# REQUEST:
Convert the records from the line with "Put a marker on each instance of the child's hand" to the line with "[(727, 221), (473, 220)]", both ends included, into a numbered list, leaving out blank lines.

# EXTRACTED ENTRIES:
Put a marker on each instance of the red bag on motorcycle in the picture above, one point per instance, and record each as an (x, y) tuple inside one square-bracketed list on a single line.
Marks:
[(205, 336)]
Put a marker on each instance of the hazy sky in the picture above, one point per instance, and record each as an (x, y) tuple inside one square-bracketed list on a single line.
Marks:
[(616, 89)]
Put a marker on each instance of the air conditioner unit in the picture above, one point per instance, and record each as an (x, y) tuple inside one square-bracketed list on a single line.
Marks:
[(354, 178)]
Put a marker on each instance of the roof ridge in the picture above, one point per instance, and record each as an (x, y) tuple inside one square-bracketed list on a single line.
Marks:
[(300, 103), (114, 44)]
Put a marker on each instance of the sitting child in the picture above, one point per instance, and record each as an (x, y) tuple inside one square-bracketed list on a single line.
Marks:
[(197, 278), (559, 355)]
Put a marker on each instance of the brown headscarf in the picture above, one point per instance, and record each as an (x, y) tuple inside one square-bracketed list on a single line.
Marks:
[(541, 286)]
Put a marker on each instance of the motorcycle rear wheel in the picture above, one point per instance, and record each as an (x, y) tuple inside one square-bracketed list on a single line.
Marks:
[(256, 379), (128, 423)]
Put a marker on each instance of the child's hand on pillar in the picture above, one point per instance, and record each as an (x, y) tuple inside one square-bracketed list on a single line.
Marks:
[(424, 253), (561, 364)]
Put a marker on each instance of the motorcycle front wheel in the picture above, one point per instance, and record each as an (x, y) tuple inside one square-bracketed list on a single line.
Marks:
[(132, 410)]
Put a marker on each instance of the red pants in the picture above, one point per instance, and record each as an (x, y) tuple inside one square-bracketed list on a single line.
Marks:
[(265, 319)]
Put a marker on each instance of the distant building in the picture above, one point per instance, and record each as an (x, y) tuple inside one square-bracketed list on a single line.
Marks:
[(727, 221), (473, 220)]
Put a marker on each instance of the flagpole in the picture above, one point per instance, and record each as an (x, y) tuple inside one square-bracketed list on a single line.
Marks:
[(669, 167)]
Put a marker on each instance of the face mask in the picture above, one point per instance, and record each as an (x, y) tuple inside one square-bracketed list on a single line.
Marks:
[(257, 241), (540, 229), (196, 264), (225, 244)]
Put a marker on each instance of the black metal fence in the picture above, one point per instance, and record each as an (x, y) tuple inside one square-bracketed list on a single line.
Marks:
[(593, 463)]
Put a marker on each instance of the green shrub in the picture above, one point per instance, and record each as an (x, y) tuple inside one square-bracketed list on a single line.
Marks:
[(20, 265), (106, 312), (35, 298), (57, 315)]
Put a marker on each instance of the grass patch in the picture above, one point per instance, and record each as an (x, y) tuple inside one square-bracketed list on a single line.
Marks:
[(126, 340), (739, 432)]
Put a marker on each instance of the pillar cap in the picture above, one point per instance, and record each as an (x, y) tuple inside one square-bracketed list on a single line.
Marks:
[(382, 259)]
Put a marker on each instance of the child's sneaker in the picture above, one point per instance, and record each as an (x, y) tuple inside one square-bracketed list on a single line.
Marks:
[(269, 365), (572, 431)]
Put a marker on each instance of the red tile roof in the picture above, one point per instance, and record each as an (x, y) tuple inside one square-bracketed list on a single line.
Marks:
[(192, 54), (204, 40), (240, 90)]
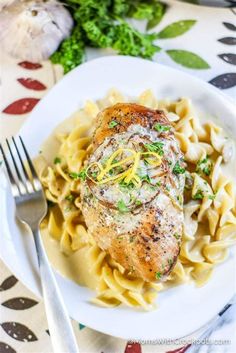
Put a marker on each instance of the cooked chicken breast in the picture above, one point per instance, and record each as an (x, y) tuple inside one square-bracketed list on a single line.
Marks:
[(132, 195)]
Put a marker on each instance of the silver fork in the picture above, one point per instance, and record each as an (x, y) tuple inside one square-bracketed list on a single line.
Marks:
[(31, 207)]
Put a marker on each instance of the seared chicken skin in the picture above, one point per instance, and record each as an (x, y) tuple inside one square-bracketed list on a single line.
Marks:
[(132, 195)]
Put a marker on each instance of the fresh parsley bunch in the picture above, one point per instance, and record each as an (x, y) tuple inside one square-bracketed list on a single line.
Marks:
[(101, 24)]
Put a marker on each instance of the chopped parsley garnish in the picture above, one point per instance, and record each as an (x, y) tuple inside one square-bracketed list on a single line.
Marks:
[(112, 124), (94, 175), (138, 202), (204, 166), (81, 175), (146, 178), (155, 147), (57, 160), (67, 209), (199, 195), (125, 185), (122, 206), (131, 239), (70, 198), (178, 169), (161, 128), (158, 275)]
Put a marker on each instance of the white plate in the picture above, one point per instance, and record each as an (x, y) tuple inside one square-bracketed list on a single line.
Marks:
[(181, 310)]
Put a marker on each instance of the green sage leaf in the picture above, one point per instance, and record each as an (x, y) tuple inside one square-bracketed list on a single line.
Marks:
[(188, 59), (176, 29)]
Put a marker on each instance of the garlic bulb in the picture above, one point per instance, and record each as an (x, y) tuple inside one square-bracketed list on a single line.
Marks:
[(32, 30), (5, 3)]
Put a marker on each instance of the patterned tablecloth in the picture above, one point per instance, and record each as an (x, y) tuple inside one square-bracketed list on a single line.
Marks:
[(206, 50)]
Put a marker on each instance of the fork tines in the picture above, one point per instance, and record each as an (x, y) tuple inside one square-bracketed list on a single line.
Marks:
[(24, 180)]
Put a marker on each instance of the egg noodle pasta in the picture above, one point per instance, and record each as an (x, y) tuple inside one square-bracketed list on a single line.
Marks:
[(209, 201)]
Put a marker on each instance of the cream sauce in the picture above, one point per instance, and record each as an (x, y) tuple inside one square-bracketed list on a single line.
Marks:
[(76, 266)]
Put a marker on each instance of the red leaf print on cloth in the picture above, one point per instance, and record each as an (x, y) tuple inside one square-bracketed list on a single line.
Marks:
[(30, 66), (180, 350), (133, 348), (32, 84), (21, 106)]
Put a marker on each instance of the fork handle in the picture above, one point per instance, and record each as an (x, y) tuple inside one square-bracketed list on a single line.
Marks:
[(59, 323)]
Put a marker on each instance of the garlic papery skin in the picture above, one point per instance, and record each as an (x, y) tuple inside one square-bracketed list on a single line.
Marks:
[(5, 3), (32, 30)]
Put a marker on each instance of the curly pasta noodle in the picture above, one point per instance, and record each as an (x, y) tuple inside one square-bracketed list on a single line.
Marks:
[(209, 206)]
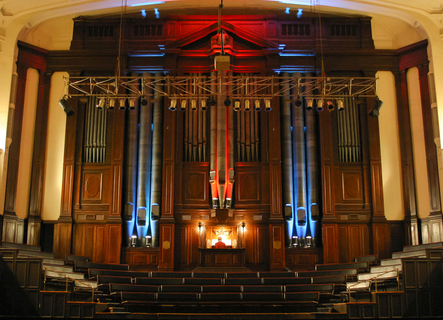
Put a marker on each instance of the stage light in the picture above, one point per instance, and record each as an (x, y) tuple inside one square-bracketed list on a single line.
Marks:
[(100, 104), (173, 105), (122, 104), (183, 105), (298, 102), (268, 106), (131, 104), (320, 105), (376, 111), (66, 108), (257, 105), (203, 104), (310, 104), (111, 104), (340, 105)]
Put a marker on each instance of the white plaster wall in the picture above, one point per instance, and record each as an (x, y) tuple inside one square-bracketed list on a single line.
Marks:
[(418, 143), (390, 147), (27, 144), (55, 146)]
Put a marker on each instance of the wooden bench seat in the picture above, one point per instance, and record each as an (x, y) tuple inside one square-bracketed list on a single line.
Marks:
[(93, 273), (285, 281), (203, 281), (242, 275), (324, 273), (175, 274), (263, 288), (120, 287), (180, 288), (361, 266), (159, 281), (322, 288), (113, 279), (214, 275), (281, 274), (220, 297), (138, 296), (222, 288), (85, 265)]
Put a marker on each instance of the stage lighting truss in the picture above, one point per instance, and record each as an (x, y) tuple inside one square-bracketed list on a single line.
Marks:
[(236, 87)]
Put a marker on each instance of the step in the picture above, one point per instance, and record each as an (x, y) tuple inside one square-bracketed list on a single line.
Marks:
[(86, 284), (381, 269), (59, 268), (54, 262), (73, 275), (353, 286), (423, 246), (390, 262), (381, 276), (410, 254)]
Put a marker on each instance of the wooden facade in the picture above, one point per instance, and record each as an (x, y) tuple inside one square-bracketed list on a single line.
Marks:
[(351, 222)]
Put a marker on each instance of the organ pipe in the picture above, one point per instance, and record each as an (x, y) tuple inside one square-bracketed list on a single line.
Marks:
[(287, 180), (299, 161), (144, 161), (221, 142), (213, 149)]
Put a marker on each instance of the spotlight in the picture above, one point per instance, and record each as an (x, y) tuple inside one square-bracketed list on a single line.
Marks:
[(111, 104), (298, 102), (203, 104), (66, 108), (100, 103), (131, 104), (320, 105), (310, 105), (340, 105), (183, 105), (257, 105), (236, 105), (173, 105), (376, 111), (122, 104), (268, 106)]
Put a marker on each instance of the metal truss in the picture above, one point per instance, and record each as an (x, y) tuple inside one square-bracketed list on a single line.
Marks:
[(237, 87)]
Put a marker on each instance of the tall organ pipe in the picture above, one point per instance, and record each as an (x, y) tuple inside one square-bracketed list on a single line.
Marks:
[(144, 161), (285, 117), (230, 167), (213, 148), (221, 140), (299, 166), (312, 166), (157, 142)]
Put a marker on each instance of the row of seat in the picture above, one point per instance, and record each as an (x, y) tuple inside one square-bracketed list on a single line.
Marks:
[(104, 279), (123, 287)]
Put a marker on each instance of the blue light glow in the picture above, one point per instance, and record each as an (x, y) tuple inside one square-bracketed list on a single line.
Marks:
[(146, 3), (299, 13)]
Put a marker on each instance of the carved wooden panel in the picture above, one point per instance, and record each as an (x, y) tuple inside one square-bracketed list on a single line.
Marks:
[(352, 186)]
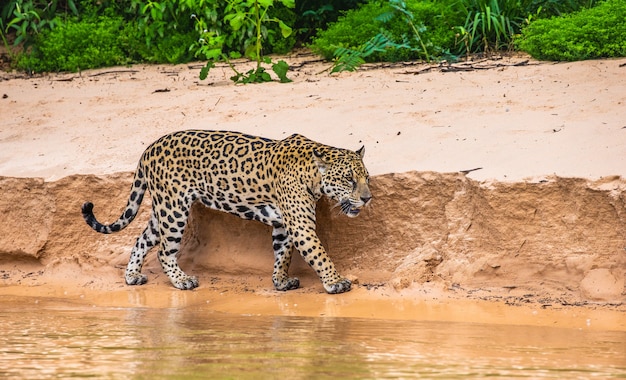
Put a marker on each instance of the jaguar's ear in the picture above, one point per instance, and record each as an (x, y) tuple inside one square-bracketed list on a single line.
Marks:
[(320, 160), (361, 151)]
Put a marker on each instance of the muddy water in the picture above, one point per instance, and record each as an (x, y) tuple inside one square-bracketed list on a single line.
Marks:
[(44, 338)]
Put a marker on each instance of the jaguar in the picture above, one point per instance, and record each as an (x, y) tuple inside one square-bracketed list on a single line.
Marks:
[(276, 182)]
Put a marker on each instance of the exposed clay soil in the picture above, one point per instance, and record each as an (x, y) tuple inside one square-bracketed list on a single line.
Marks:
[(542, 222)]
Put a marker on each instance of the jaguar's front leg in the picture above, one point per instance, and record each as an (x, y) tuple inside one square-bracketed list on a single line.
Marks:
[(282, 260)]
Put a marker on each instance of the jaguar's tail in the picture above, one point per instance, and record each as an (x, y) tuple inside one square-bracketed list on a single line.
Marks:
[(137, 191)]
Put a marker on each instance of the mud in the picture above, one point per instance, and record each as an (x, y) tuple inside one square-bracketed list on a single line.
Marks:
[(553, 242)]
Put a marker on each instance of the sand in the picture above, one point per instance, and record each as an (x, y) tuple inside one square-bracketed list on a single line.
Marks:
[(539, 224)]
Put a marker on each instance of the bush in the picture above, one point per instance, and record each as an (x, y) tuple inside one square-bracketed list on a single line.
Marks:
[(435, 19), (598, 32), (79, 45)]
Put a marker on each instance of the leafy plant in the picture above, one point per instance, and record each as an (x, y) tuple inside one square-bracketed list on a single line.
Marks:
[(27, 18), (414, 29), (490, 24), (252, 16), (78, 45), (598, 32)]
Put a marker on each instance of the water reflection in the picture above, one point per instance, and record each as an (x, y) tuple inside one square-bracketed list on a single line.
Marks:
[(52, 340)]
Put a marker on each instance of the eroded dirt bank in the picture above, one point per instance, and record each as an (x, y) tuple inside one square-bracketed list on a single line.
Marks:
[(559, 241)]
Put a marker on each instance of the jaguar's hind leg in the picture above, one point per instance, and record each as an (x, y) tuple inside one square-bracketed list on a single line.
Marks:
[(148, 239), (282, 260), (171, 227)]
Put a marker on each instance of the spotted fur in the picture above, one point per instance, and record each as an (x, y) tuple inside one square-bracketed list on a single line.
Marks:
[(276, 182)]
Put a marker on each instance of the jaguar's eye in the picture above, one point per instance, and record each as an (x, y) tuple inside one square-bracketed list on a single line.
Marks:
[(351, 180)]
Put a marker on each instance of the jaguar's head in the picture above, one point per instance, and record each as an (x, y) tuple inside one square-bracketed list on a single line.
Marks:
[(344, 178)]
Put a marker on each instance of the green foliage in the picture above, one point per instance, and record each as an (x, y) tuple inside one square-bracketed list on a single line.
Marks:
[(27, 18), (493, 24), (416, 29), (490, 24), (253, 17), (74, 46), (315, 15), (598, 32)]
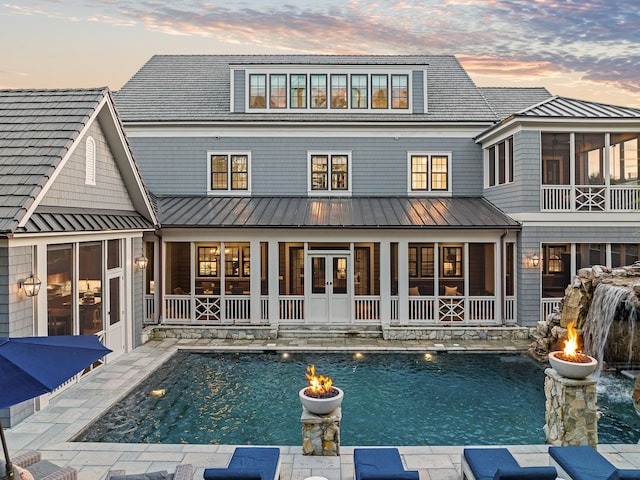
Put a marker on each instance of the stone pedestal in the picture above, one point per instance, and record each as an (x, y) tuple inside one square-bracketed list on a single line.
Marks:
[(571, 410), (321, 433)]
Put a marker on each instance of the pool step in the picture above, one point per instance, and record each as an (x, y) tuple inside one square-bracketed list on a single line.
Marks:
[(329, 331)]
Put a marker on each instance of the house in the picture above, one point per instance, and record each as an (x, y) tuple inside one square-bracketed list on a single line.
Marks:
[(380, 195), (73, 213)]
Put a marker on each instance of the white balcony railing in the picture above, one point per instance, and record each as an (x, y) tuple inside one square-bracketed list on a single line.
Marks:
[(590, 198)]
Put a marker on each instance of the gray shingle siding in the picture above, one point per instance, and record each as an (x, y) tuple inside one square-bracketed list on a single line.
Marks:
[(69, 188), (175, 166), (523, 194), (197, 88)]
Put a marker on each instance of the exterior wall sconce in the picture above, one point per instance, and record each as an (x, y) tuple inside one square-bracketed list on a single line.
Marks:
[(535, 260), (142, 262), (31, 285)]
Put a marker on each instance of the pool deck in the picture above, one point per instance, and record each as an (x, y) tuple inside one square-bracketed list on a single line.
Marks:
[(50, 429)]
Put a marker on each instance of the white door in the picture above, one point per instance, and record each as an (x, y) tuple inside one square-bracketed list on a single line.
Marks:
[(115, 333), (329, 297)]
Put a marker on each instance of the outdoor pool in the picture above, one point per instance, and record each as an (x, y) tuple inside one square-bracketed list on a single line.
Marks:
[(390, 399)]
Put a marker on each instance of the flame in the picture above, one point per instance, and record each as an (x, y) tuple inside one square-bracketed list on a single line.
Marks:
[(571, 345), (318, 384)]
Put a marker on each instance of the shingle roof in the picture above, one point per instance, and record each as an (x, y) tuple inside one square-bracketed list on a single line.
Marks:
[(572, 108), (183, 88), (355, 212), (37, 127), (506, 101)]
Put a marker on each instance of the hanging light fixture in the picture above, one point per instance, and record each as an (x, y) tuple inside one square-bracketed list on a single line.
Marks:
[(31, 285), (142, 262)]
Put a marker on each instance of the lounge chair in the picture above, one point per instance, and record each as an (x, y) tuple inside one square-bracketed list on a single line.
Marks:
[(380, 464), (32, 462), (184, 471), (585, 463), (499, 464), (249, 463)]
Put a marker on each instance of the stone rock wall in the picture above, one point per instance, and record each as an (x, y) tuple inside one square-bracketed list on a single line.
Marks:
[(576, 306)]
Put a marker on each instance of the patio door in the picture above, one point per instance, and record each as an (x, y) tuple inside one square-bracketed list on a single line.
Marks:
[(329, 296), (115, 331)]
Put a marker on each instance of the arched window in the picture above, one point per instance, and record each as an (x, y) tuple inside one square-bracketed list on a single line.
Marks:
[(90, 162)]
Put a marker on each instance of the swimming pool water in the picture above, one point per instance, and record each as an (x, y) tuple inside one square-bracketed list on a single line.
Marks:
[(390, 399)]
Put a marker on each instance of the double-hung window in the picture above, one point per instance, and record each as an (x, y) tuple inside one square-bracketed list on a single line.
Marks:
[(379, 91), (500, 163), (318, 91), (298, 91), (329, 173), (278, 93), (258, 91), (429, 172), (229, 173)]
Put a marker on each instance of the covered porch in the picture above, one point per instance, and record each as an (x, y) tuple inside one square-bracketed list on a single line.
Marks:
[(337, 272)]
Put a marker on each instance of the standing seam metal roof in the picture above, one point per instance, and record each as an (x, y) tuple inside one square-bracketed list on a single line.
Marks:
[(310, 212)]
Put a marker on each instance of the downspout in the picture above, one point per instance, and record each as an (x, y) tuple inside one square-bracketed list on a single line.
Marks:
[(503, 287), (160, 287)]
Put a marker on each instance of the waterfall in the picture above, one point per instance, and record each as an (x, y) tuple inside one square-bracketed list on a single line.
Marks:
[(610, 302)]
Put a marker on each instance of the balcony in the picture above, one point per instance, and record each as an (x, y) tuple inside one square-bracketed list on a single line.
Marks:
[(590, 198)]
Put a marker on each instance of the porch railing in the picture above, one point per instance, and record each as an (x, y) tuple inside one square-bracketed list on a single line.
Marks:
[(367, 307), (548, 305), (590, 198), (149, 309), (291, 307)]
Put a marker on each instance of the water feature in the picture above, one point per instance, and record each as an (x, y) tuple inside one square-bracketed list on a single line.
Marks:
[(404, 399)]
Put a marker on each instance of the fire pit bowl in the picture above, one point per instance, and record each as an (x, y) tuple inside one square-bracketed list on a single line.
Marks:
[(581, 368), (321, 405)]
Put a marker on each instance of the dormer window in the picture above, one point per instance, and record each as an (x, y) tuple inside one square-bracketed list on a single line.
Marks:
[(328, 91)]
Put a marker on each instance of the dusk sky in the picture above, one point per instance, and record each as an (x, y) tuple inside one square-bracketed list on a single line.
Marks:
[(576, 48)]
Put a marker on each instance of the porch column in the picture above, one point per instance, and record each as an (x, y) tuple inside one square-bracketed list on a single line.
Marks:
[(385, 283), (274, 284), (256, 262), (403, 284)]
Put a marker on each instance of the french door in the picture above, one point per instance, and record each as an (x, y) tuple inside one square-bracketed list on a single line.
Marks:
[(329, 296)]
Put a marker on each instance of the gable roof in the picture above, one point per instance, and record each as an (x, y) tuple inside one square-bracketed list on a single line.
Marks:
[(196, 88), (38, 129), (556, 107), (506, 101), (325, 212)]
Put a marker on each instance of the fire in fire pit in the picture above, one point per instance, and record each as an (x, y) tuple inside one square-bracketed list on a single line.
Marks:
[(569, 362), (570, 352), (319, 385), (320, 397)]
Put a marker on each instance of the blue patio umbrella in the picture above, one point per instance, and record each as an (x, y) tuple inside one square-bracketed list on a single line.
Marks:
[(32, 366)]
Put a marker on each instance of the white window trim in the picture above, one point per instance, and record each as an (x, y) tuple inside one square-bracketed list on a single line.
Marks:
[(429, 192), (329, 192), (90, 161), (328, 71), (496, 172), (228, 191)]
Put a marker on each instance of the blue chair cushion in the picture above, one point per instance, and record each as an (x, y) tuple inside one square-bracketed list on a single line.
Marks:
[(231, 474), (526, 473), (623, 474), (484, 462), (248, 463), (582, 462), (380, 463)]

# REPLY TO THE EXERCISE:
1. Put a marker on each instance of the child's hand on pillar in the picture above, one point per instance, and record each as an (x, y) tuple inside one square-bracketed list on a single line.
2. Marks:
3. [(424, 253), (561, 364)]
4. Put a marker on each instance of the motorcycle front wheel in the picture above, one point per instance, and record each as an (x, y) tuple inside one square-bracketed list on a single line.
5. Marks:
6. [(132, 410)]
7. Put a marker on each instance of the red pants in the picture above, one point per instance, and record each as an (x, y) tuple inside one square-bracketed list on a single line.
8. Marks:
9. [(265, 319)]
10. Put a marker on each instance of the distant building in the picture above, one point per instance, and record each as an (x, y) tuple inside one square-bracketed list on a single line.
11. Marks:
12. [(727, 221), (473, 220)]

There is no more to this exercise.